• _Directions_: Where the material below has a line containing "An <instance> describes", start repeating exactly, and keep going through the line containing "positive clicks: (23, 251) (60, 265)", with no other lines.

• _Records provided_:
.....

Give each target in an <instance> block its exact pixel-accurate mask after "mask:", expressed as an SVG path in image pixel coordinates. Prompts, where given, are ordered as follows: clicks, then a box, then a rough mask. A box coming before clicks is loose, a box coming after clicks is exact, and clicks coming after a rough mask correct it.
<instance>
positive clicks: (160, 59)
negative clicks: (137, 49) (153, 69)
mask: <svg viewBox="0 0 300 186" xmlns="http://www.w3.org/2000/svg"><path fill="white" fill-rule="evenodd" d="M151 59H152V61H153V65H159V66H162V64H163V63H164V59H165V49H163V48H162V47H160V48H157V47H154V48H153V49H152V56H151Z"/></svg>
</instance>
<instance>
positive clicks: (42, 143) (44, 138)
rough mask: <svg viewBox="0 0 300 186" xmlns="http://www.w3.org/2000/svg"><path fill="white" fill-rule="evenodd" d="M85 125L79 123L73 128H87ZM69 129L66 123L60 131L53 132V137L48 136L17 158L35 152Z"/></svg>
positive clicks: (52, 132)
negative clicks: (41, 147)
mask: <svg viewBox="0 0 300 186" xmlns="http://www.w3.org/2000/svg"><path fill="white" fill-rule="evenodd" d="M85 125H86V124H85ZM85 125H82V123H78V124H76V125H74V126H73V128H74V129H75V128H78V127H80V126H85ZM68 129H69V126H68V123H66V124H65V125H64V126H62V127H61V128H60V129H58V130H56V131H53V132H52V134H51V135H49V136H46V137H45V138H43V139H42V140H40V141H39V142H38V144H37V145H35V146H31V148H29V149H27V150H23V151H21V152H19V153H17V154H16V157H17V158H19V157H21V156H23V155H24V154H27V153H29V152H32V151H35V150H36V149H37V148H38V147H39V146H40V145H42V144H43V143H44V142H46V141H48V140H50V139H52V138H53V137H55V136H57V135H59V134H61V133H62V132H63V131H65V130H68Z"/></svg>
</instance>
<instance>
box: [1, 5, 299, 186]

.....

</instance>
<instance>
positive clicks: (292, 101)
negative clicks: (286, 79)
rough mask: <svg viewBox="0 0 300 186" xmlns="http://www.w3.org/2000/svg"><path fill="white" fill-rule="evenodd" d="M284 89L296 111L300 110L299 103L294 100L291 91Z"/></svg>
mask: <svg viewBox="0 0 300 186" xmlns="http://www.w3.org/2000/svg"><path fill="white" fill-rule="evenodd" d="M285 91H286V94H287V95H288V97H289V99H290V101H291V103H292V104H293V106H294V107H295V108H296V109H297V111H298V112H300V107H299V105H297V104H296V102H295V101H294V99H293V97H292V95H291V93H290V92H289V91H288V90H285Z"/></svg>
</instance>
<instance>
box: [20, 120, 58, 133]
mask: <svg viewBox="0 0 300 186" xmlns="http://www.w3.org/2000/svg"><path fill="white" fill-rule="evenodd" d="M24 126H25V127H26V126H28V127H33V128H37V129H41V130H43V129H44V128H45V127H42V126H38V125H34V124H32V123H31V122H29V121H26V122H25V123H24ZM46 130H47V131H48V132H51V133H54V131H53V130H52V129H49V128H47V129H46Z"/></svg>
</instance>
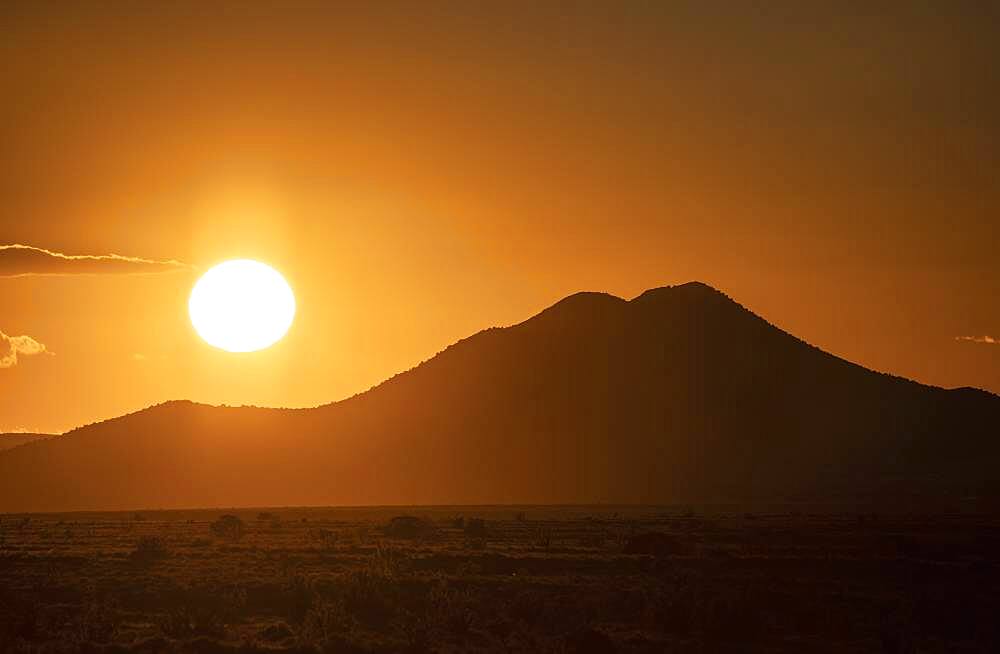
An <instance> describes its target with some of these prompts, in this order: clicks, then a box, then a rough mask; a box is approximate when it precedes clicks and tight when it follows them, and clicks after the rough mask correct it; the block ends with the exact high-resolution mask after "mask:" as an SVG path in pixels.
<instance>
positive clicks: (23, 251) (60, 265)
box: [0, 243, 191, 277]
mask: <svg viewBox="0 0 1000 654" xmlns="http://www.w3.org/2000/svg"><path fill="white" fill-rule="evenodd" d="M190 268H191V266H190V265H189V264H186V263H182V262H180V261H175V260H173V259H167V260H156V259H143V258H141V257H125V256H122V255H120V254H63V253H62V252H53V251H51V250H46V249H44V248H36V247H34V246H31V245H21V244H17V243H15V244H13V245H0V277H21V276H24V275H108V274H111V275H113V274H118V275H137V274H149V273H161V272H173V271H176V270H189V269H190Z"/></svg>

.....

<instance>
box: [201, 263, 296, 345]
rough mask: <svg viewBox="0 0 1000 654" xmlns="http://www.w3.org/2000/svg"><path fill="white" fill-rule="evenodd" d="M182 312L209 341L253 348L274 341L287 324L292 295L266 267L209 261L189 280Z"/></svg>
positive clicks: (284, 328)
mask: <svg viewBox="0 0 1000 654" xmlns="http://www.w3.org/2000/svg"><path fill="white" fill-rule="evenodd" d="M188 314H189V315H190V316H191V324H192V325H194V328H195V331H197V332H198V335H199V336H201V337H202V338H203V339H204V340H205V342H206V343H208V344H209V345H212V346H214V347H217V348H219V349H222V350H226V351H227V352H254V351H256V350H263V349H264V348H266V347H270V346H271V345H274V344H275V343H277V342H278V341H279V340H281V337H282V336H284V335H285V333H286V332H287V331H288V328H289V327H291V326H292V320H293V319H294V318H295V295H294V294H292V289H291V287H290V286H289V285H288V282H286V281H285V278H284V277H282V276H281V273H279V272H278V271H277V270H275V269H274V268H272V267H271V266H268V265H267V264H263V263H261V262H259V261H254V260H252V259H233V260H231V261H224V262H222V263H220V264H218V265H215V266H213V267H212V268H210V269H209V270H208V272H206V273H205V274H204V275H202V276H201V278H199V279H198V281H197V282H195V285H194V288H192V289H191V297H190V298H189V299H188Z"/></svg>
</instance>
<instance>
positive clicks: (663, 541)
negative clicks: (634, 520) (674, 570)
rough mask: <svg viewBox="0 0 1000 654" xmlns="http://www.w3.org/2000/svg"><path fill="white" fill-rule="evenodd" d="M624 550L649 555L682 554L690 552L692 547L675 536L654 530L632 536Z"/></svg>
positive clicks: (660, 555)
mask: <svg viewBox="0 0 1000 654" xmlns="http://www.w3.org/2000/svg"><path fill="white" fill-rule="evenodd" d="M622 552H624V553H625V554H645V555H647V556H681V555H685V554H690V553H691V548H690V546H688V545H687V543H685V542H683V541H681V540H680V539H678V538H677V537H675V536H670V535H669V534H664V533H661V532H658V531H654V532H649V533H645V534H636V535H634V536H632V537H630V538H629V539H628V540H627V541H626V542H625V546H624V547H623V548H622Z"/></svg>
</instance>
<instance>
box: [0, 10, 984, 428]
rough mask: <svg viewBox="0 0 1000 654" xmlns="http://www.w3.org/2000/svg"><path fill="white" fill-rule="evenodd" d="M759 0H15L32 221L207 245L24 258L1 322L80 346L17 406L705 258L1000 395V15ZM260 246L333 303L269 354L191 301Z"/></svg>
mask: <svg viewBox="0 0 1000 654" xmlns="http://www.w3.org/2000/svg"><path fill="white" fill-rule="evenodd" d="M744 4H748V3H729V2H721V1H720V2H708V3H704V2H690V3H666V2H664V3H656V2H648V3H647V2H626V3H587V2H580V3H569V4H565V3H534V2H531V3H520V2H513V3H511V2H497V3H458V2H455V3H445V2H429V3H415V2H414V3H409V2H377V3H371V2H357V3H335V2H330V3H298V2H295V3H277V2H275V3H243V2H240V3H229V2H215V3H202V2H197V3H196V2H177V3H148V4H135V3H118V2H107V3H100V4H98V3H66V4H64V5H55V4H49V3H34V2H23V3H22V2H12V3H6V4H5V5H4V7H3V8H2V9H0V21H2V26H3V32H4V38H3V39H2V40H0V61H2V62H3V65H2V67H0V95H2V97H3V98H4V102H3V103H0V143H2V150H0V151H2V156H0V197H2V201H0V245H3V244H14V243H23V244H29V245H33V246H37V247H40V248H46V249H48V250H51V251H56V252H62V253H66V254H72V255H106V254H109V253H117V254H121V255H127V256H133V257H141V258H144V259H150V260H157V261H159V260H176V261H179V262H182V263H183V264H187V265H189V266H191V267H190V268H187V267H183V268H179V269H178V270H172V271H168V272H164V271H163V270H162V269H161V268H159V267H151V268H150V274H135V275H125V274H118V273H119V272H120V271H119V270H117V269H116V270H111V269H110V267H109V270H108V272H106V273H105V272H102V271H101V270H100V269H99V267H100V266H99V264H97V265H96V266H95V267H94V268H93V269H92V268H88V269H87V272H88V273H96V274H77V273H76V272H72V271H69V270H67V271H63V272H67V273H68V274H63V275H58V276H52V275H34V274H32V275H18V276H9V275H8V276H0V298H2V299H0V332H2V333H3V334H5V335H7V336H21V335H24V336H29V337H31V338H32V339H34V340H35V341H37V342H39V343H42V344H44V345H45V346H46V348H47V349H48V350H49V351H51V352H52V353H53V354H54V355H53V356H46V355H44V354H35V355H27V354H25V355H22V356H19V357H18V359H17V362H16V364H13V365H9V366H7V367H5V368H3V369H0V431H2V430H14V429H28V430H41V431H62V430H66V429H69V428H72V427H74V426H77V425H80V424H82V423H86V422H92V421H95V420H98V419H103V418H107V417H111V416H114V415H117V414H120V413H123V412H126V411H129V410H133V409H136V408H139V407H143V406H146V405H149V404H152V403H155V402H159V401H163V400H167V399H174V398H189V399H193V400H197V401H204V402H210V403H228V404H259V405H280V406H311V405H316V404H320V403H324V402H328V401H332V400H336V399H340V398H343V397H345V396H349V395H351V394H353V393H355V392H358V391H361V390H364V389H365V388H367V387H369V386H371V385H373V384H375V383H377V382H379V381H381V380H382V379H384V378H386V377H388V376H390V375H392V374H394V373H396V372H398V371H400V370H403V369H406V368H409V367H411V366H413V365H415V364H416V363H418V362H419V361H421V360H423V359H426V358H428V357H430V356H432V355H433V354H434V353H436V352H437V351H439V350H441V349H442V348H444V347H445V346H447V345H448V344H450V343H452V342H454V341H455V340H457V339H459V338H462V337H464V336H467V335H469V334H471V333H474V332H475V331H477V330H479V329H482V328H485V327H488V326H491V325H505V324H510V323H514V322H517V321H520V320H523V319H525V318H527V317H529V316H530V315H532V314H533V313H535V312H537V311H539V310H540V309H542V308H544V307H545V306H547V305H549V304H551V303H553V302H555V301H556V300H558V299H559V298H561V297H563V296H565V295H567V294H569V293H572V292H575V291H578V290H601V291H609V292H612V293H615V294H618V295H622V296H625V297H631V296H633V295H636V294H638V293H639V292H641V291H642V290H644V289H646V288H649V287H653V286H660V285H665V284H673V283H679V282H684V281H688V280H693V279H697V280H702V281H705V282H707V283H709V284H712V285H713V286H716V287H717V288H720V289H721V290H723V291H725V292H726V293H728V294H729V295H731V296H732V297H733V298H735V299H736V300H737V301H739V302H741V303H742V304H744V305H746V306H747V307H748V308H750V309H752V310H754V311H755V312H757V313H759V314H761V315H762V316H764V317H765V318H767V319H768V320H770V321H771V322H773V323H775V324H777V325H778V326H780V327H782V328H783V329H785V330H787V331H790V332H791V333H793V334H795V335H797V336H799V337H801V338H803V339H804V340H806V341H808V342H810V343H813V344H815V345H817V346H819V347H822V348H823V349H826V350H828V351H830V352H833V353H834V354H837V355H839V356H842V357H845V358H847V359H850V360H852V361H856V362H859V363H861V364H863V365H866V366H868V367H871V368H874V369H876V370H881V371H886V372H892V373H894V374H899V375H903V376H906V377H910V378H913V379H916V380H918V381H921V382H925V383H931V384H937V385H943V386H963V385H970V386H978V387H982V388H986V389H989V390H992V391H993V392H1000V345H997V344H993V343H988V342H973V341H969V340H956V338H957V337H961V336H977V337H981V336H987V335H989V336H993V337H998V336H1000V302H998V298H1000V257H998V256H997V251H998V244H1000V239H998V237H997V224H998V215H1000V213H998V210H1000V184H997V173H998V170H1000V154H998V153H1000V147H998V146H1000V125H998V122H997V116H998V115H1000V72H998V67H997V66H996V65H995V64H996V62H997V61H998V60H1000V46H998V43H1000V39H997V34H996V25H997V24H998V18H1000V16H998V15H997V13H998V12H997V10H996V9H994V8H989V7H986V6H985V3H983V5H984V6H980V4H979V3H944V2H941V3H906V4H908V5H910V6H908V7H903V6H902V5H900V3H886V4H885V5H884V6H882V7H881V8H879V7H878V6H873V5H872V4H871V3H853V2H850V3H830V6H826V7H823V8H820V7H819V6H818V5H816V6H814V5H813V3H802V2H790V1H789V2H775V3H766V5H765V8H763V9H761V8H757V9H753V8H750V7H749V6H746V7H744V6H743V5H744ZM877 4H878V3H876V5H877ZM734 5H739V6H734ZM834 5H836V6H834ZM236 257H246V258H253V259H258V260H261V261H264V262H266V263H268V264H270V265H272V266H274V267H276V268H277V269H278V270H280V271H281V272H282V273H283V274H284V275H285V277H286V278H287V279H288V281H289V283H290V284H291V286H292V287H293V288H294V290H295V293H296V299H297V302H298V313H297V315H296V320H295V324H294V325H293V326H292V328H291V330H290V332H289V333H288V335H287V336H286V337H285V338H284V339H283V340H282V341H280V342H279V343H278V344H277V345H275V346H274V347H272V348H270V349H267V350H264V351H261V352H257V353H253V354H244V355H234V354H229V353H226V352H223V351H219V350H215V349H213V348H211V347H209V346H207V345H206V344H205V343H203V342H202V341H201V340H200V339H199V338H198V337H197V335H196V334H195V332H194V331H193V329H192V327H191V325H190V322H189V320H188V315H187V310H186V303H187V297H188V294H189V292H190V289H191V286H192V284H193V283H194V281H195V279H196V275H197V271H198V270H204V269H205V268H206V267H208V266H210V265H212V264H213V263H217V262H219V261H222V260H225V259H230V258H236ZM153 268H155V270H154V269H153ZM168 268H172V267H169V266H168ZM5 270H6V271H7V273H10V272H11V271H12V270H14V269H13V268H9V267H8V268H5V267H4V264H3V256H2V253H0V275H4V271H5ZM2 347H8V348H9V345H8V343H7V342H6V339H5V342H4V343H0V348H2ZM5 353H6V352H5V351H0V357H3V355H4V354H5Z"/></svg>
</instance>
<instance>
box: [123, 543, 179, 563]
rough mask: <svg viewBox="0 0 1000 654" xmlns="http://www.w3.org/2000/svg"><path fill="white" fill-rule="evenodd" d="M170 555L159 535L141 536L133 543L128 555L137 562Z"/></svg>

.....

• _Result of the task_:
An <instance> describes its target with some of these prompts, in this order: clicks, then a box, then a rough mask; a box is approximate when it precedes clicks and tight when it follows them, and clicks after the rough mask correct it; the block ends with the exact high-resolution mask after "mask:" as an SVG path in pixels.
<instance>
positive clicks: (23, 251) (60, 265)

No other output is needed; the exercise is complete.